### DIRECTIONS
Reproduce every line of the material below unchanged, leaving out the pictures.

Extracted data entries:
^^^^

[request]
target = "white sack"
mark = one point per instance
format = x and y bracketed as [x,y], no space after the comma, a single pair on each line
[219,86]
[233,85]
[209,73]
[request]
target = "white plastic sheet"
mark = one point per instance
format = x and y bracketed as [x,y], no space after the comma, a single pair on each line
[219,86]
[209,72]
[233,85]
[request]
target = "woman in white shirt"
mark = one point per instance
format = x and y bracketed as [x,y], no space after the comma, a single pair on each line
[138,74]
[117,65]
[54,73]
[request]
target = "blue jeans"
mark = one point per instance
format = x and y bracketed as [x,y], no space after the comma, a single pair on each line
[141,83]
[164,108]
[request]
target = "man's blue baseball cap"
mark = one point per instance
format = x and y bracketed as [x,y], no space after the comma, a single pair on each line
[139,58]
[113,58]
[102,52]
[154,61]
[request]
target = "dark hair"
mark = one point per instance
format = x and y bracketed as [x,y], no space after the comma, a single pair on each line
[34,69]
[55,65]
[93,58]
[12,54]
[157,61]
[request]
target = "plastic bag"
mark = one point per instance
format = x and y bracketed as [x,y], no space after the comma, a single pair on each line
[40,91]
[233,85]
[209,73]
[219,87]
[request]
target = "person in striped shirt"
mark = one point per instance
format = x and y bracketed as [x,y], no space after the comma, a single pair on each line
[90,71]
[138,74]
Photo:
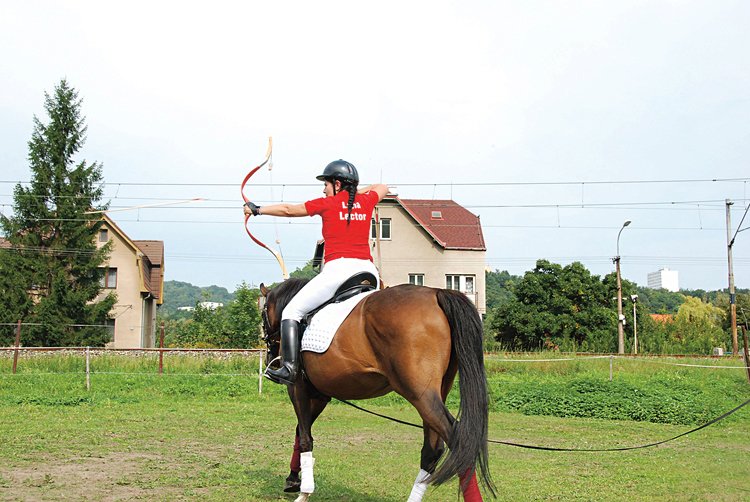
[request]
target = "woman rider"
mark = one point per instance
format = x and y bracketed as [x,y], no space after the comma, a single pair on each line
[346,215]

^^^^

### SOLUTION TO THIS EXERCISE
[request]
target = "white sack"
mark = one point per instance
format = x and y bracketed as [x,y], no space after the comma, a single pair on each line
[219,86]
[233,85]
[209,73]
[request]
target = "white plastic sheet"
mark = one point per instance
format = x and y bracketed as [x,y], no space after the comma, a single pair on each line
[219,86]
[209,72]
[233,85]
[request]
target = "woman in white shirt"
mark = one point per instance
format = x and y bracketed as [x,y], no space after the comma, a single pair on each line
[138,74]
[117,65]
[54,73]
[request]
target = "blue jeans"
mark = one point per instance
format = x and y bracketed as [x,y], no space after the comma, a single pair on each line
[141,83]
[164,108]
[request]
target = "man's blue baseball cap"
mark = one point per instance
format = x and y bracketed as [x,y], no space after the comma, a single pair on each line
[139,58]
[113,58]
[102,52]
[154,61]
[request]
target = "dark hair"
mark = one point per instance
format = x and y bracketed as [x,y], no space after the comma, a single pair on each line
[34,69]
[55,65]
[93,58]
[12,54]
[157,61]
[request]
target = "plastic bag"
mark = one point per instance
format = x and y bracketed as [x,y], no space after the comma, a single pair on each line
[40,91]
[233,85]
[209,73]
[219,87]
[request]
target = "person in striped shirt"
mark = one point per instance
format = x and y bracketed as [x,y], no space after the comma, a single pair on each line
[90,71]
[138,74]
Photo:
[request]
target = "woman rider"
mark = one point per instance
format = x and y bracketed as [x,y], no space after the comma, a single pair on each line
[346,215]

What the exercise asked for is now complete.